Data extract
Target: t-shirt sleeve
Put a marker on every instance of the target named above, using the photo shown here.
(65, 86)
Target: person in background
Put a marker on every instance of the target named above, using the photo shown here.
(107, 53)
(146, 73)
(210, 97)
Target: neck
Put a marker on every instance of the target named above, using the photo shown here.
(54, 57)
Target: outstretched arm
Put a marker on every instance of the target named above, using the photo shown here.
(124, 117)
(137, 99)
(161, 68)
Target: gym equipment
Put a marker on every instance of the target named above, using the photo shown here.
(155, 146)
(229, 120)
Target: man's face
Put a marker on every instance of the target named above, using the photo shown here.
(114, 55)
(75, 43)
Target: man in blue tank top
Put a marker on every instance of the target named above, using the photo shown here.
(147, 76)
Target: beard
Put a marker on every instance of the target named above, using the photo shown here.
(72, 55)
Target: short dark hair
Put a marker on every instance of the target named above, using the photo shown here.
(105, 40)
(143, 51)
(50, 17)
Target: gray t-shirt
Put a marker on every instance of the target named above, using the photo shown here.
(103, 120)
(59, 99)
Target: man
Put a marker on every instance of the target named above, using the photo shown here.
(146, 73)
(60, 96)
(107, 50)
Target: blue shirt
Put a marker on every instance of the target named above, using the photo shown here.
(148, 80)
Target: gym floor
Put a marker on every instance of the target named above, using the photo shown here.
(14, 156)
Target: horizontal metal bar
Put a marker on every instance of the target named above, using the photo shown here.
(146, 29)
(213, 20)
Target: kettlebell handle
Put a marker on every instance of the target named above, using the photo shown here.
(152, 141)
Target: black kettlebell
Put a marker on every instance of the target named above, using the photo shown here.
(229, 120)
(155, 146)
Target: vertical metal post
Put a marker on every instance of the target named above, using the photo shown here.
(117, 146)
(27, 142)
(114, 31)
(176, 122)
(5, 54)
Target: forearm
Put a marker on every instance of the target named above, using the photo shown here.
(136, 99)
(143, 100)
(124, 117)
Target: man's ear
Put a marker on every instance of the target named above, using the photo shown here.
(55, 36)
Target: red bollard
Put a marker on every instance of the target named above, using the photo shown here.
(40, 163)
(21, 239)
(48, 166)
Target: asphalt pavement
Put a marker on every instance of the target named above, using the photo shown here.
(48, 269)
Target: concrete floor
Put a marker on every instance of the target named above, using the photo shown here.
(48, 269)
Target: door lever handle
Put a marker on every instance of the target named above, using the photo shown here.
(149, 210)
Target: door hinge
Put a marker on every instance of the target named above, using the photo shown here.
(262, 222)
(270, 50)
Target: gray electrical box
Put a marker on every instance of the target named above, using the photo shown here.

Exercise details
Write out all of the records above again, word for word and in the same order.

Full solution
Target: t-shirt sleeve
Put a marker on every instance of the target named above, using the photo shown here.
(65, 86)
Target: person in background
Put a marker on every instance of the target named above, using the photo shown here.
(107, 53)
(146, 73)
(210, 97)
Target: neck
Put a marker on every instance of the target named above, using the photo shown here.
(54, 57)
Target: outstretched arm
Put a marker on every instance of the target named above, using the photo shown here.
(124, 117)
(137, 99)
(161, 68)
Target: gym equipment
Put a marker on every instance of the target named above, using the photo shown here.
(155, 146)
(229, 120)
Target: man's face
Put a marker on every instance of the target named above, using the photo shown here.
(114, 55)
(75, 43)
Target: man in blue tank top
Put a marker on every instance of the target named above, using the photo shown here.
(147, 76)
Target: beard
Put a marker on every instance of the target named above, using the photo shown here.
(72, 55)
Target: short dark hair
Put a marker on every instance of the target named above, using the photo shown here.
(105, 40)
(143, 51)
(50, 17)
Target: gray t-shirt
Put a marker on every instance of the target named above, using the photo shown here.
(103, 120)
(59, 99)
Target: man
Put a marker on every instance of the target named above, using the photo shown here.
(146, 73)
(60, 96)
(107, 50)
Target: blue shirt
Put a marker on every instance of the target named above, using the photo shown here.
(148, 80)
Target: gym floor
Put a marker on every instance of the target named above, using the photo shown here.
(14, 156)
Target: horizontal metal bar
Put a marker on every instance of the target named above, using the photo shown here.
(146, 29)
(213, 20)
Target: kettlebell handle
Put a marker on every instance of the target named above, using the photo shown here.
(152, 141)
Target: black kettlebell
Put a marker on every instance of the target named above, using the photo shown here.
(229, 120)
(155, 146)
Target: vertical metal post
Put a marker on every instance of the target named above, using the photo shown here.
(117, 146)
(27, 142)
(114, 31)
(176, 122)
(5, 54)
Target: forearm
Put a marker on every instance of the target named above, using the photo shown here.
(136, 99)
(143, 100)
(124, 117)
Target: man's ear
Put a marker on every instance of the target named above, using the photo shown here.
(55, 36)
Target: red bollard
Put a marker on every instance of the target named above, using the photo shown here.
(40, 163)
(21, 239)
(48, 166)
Target: asphalt pavement
Put a marker on every instance of the target named above, using the photo shown here.
(48, 269)
Target: concrete floor
Put a marker on every instance of the target named above, using the photo shown here.
(48, 269)
Target: door lever handle
Put a marker on every instance of the target named above, using the photo shown here.
(149, 210)
Target: door hinge
Put a marker on every instance of the target named above, using the photo shown here.
(262, 222)
(270, 50)
Target: gray electrical box
Put a marker on every instance of the target named above, using the photo shown here.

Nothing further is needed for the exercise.